**TASK DESCRIPTION:**
Take the data that follows and retype it word for word.

**RECORD SET:**
-------

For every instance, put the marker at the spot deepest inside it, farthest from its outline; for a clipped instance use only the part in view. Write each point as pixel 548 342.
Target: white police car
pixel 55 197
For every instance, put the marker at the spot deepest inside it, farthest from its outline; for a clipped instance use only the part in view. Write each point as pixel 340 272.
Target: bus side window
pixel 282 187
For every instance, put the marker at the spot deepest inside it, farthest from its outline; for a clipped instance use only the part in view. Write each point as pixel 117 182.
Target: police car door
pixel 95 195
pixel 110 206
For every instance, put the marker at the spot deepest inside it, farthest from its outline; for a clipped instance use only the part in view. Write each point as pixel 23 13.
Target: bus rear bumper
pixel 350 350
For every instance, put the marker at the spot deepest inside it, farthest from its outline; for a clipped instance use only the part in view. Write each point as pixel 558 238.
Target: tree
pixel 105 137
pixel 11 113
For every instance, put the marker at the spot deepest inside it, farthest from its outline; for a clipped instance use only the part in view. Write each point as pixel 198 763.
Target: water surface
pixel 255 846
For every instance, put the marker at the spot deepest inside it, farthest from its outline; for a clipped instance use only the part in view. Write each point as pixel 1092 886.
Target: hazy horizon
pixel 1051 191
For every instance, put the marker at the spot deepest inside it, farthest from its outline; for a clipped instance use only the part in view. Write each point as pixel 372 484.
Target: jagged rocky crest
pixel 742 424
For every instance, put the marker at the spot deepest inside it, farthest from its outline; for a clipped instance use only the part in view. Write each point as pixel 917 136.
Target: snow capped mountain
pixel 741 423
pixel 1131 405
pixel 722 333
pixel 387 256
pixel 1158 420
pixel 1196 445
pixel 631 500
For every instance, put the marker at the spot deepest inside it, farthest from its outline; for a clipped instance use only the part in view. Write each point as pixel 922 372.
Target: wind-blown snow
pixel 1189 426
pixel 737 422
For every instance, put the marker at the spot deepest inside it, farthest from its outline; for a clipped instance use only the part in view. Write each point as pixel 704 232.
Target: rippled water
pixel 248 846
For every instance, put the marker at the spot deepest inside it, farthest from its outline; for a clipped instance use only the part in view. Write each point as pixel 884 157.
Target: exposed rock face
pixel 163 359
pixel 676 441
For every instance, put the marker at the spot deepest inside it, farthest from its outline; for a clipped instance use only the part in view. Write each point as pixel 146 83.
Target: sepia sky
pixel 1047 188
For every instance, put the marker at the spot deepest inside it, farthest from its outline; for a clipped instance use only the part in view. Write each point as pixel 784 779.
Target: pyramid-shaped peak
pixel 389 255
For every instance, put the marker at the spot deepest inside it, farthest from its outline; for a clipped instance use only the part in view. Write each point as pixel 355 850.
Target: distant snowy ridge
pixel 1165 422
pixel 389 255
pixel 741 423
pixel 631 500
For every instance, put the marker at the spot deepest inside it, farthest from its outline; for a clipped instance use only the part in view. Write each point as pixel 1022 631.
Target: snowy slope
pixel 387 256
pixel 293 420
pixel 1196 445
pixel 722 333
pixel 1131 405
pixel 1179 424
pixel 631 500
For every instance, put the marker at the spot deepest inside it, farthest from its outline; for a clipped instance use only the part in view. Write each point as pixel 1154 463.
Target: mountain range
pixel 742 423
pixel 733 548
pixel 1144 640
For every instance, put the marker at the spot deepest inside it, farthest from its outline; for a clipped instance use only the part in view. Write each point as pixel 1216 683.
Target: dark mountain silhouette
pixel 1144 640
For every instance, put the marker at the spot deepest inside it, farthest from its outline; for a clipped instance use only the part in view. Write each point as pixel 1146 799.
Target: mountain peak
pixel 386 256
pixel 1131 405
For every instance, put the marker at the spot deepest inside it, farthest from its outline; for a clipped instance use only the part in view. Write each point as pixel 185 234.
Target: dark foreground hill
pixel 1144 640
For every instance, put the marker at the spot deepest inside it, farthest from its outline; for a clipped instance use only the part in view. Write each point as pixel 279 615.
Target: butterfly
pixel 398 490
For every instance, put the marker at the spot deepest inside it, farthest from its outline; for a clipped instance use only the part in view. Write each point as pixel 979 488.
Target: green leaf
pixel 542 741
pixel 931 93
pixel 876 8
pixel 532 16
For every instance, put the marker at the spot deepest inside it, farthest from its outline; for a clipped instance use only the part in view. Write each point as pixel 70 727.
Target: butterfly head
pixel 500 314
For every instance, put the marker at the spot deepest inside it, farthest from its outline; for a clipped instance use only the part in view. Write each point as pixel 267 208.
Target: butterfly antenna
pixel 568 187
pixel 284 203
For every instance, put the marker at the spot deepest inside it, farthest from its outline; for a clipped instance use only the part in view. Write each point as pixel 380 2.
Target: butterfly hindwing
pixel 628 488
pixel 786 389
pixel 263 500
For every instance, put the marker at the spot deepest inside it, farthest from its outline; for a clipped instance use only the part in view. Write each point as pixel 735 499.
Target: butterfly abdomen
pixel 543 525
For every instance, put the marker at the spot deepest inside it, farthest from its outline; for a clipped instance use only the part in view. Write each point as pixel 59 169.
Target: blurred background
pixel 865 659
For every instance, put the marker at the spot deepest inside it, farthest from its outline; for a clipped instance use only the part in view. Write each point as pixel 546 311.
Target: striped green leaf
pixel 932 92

-------

**TASK OUTPUT:**
For every instance, put the marker at the spot deepest inside it, farthest from its outline; for a clipped instance use only the part in view. Write each point as pixel 548 342.
Target: white police car
pixel 55 197
For every instance, put the marker at the spot deepest inside it, farthest from its outline; for a clipped instance use only the part in view. Write each point as pixel 340 272.
Target: bus side window
pixel 282 187
For every instance, put the marker at the spot deepest inside it, farthest from its outline; for a clipped instance use only the part in view. Write each point as pixel 117 182.
Target: police car door
pixel 95 195
pixel 110 206
For every instance, put the marker at the spot deepest inside it, farthest from its outline; for a clipped instance use only the part in view. Write each point as pixel 23 13.
Target: bus rear bumper
pixel 350 350
For every instance, put the marker at the spot deepest inside it, farthest from its outline; for a clipped instance use only the part in view. Write each point as pixel 558 238.
Target: tree
pixel 105 137
pixel 11 113
For every instance, put the marker at the spot deepest inside it, farthest from its outline; for a clipped instance use only the part in view. Write each point as pixel 198 763.
Target: water surface
pixel 255 846
For every instance, put the marker at the spot deepest inside it, farthest from its outline; for a clipped instance use only the part in view. Write each point as pixel 1092 886.
Target: hazy horizon
pixel 1051 191
For every instance, put the marker at the spot deepest inside it, farthest from its outline; for a clipped instance use only the part in view. Write each point as pixel 372 484.
Target: jagged rocky crest
pixel 742 424
For every instance, put the marker at the spot deepest inside it, farthest from its outline; for a clipped instance use only the part in view. Write each point as pixel 917 136.
Target: snow capped mountain
pixel 741 423
pixel 1131 405
pixel 722 333
pixel 387 256
pixel 1158 420
pixel 1196 445
pixel 631 500
For every instance, put the marker at the spot deepest inside it, farthest from its outline; for a clipped instance use only the part in view. Write each point as pixel 922 372.
Target: wind-blown snow
pixel 1189 426
pixel 737 422
For every instance, put the marker at the spot deepest inside it, farthest from its outline; for a clipped instance use only the part in view. Write each point as pixel 704 232.
Target: rippled water
pixel 248 846
For every instance, put the marker at the spot deepest inside it, farthest from its outline; for a clipped instance use only the part in view. Write each point as pixel 884 157.
Target: exposed rock face
pixel 163 359
pixel 676 441
For every instance, put the marker at the spot deepest inside it, farthest from its outline; for a clipped instance use only the part in view. Write each point as pixel 146 83.
Target: sepia sky
pixel 1047 188
For every instance, put the marker at the spot deepest inside it, farthest from its outline; for a clipped instance use only the part in view. Write each point as pixel 784 779.
Target: pyramid-shaped peak
pixel 389 255
For every instance, put the marker at the spot deepest inside it, farthest from its outline; for a clipped instance use only the part in view. Write each point as pixel 355 850.
Target: distant snowy ridge
pixel 1165 422
pixel 389 255
pixel 741 423
pixel 631 500
For every instance, put the marker at the spot deepest inside it, farthest from its outline; for a clipped instance use only the part in view. Write each point as pixel 1022 631.
Target: snowy slope
pixel 387 256
pixel 293 420
pixel 1196 445
pixel 722 333
pixel 1131 405
pixel 1179 424
pixel 631 500
For every instance, put the marker at the spot deepest inside it, farthest from its outline; for a clipped instance use only the part in view. Write each point as pixel 1154 463.
Target: mountain range
pixel 742 423
pixel 733 548
pixel 1144 640
For every instance, put the marker at the spot deepest inside it, farthest from its outline; for a clipped instance use only the part in view. Write each point as pixel 1216 683.
Target: dark mountain silhouette
pixel 1144 640
For every instance, put the marker at the spot deepest inside it, farthest from its outline; for a clipped instance use only the part in view. Write each point as pixel 1146 799.
Target: mountain peak
pixel 386 256
pixel 1131 405
For every instance, put the marker at the spot deepest inside it, farthest from its outline; for a clipped instance use only the part in view. Write each point as pixel 185 234.
Target: dark foreground hill
pixel 1144 640
For every instance, put the marker at the spot deepest inside it, farthest from its outline; for a clipped instance use only the part in view. Write each point as pixel 279 615.
Target: butterfly
pixel 398 490
For every instance, put the marker at the spot deepest inside it, farthest from its outline; for a clipped instance use only the part in view. Write each point as pixel 979 488.
Target: green leaf
pixel 542 741
pixel 931 93
pixel 876 8
pixel 532 16
For every instance, put the marker at the spot deepest inside it, farthest from its outline; for a clipped instance use only the part in view. Write each point as pixel 70 727.
Target: butterfly head
pixel 500 314
For every instance, put the marker at the spot deepest inside it, farthest from its outline; for a clipped instance use only the part in view. Write each point as pixel 267 208.
Target: butterfly antenna
pixel 568 187
pixel 284 203
For every instance, put the marker at the spot deepest inside it, farthest from its outline; for a clipped instance use only the part in view. Write each point as pixel 380 2.
Target: butterfly hindwing
pixel 628 488
pixel 786 389
pixel 263 500
For every instance, put the marker at the spot deepest inside it, farthest from its outline; for a clipped instance use only the part in view. Write each point as pixel 735 499.
Target: butterfly abdomen
pixel 543 525
For every instance, put the marker at the spot deepest inside it, farthest from its outline; for a clipped instance use only the part in view. Write each point as pixel 59 169.
Target: blurred background
pixel 865 659
For every instance, put the marker at the spot deepest inside it, farthest from its outline; for a clipped instance use only the part in view. Write each point as pixel 546 311.
Target: striped green leaf
pixel 932 92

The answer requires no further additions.